Location identification entries.

────────

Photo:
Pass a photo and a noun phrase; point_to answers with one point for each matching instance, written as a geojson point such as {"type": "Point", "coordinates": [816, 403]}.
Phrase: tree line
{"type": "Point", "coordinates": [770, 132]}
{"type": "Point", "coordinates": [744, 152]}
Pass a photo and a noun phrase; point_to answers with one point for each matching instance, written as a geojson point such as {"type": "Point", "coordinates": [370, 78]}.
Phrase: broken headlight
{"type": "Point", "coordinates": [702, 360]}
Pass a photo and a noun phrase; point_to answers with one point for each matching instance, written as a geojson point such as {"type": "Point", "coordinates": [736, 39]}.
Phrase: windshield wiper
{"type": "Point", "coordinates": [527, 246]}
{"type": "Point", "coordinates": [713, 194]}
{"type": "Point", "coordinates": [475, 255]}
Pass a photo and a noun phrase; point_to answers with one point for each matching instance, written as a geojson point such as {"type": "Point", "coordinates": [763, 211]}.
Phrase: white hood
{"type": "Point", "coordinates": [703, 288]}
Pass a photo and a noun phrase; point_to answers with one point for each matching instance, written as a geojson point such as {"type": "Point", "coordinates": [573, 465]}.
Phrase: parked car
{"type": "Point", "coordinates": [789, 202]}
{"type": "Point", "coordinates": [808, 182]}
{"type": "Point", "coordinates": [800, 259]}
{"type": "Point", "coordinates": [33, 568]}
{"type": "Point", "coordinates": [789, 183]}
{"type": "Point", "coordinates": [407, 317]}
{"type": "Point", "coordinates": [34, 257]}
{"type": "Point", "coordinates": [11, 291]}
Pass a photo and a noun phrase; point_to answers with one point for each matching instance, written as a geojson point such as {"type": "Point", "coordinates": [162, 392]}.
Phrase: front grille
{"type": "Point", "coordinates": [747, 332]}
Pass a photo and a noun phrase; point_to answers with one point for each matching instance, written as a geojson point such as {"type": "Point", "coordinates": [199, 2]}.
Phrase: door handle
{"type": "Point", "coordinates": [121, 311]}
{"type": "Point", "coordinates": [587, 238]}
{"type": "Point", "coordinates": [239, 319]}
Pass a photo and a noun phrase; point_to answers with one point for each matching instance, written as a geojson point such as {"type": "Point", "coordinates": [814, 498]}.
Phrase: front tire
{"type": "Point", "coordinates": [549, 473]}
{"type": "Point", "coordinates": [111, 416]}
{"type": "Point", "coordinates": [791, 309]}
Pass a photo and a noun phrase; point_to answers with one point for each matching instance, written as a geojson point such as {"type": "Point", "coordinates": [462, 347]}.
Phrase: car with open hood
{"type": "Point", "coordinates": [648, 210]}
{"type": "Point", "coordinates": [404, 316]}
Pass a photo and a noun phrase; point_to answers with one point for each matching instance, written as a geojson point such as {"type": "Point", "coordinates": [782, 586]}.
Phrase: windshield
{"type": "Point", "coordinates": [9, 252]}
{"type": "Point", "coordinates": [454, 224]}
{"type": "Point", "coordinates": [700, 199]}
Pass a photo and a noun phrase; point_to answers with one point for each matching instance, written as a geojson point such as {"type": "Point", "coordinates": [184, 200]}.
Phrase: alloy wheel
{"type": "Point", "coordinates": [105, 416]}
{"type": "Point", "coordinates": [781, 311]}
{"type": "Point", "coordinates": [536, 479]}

────────

GOAL OF THE EXERCISE. Repeat the lines above exactly.

ANSWER TO THE TASK.
Photo:
Pass a photo and a noun phrase; point_to answers with one point for each matching instance, written as a geojson point such as {"type": "Point", "coordinates": [816, 403]}.
Phrase: tree line
{"type": "Point", "coordinates": [770, 132]}
{"type": "Point", "coordinates": [744, 152]}
Pass a photo and a noun phrase; point_to answers with one point for each matching instance, written as a geojson point such as {"type": "Point", "coordinates": [370, 78]}.
Phrase: broken headlight
{"type": "Point", "coordinates": [702, 360]}
Pass a photo and a noun phrase; point_to answers with one point for each matching instance, written as a geojson point such as {"type": "Point", "coordinates": [736, 39]}.
Phrase: windshield wiper
{"type": "Point", "coordinates": [527, 246]}
{"type": "Point", "coordinates": [713, 194]}
{"type": "Point", "coordinates": [475, 255]}
Pass a photo and a noun phrase; point_to answers with one point for each matching instance, written as a geojson point such as {"type": "Point", "coordinates": [763, 211]}.
Phrase: white hood
{"type": "Point", "coordinates": [703, 288]}
Pass a photo and a noun phrase; point_to answers with one point for each matching instance, written as a geojson point such as {"type": "Point", "coordinates": [573, 465]}.
Phrase: parked car
{"type": "Point", "coordinates": [789, 202]}
{"type": "Point", "coordinates": [808, 182]}
{"type": "Point", "coordinates": [800, 259]}
{"type": "Point", "coordinates": [33, 568]}
{"type": "Point", "coordinates": [789, 183]}
{"type": "Point", "coordinates": [407, 317]}
{"type": "Point", "coordinates": [34, 257]}
{"type": "Point", "coordinates": [11, 291]}
Pass a photo and a noun phrase; point_to answers with one point for each matching instance, written as a geojson point such as {"type": "Point", "coordinates": [162, 392]}.
Phrase: front grille
{"type": "Point", "coordinates": [747, 332]}
Pass a photo and a noun phrase; point_to answers with one point for each matching instance, written as a geojson point such as {"type": "Point", "coordinates": [199, 2]}.
Phrase: door handle
{"type": "Point", "coordinates": [121, 311]}
{"type": "Point", "coordinates": [587, 238]}
{"type": "Point", "coordinates": [239, 319]}
Pass a photo and a noun phrase; point_to answers with one point for each matching instance, written as a geojson point such as {"type": "Point", "coordinates": [814, 498]}.
Phrase: front tire
{"type": "Point", "coordinates": [549, 473]}
{"type": "Point", "coordinates": [111, 416]}
{"type": "Point", "coordinates": [791, 309]}
Pass a photo and a noun phrase; point_to answers with one point for each matching instance, written as a geojson point such as {"type": "Point", "coordinates": [462, 347]}.
Phrase: car with open hood
{"type": "Point", "coordinates": [648, 210]}
{"type": "Point", "coordinates": [404, 316]}
Pass a photo and a noun phrase; point_to answers with one point for each matching instance, written as a geojson point such as {"type": "Point", "coordinates": [782, 586]}.
Phrase: windshield
{"type": "Point", "coordinates": [9, 252]}
{"type": "Point", "coordinates": [454, 224]}
{"type": "Point", "coordinates": [700, 199]}
Pass a photo and a noun phrase; point_to answers with one point for each matching instance, written as a geojson point such as {"type": "Point", "coordinates": [184, 200]}.
Phrase: alloy wheel
{"type": "Point", "coordinates": [105, 416]}
{"type": "Point", "coordinates": [781, 311]}
{"type": "Point", "coordinates": [536, 479]}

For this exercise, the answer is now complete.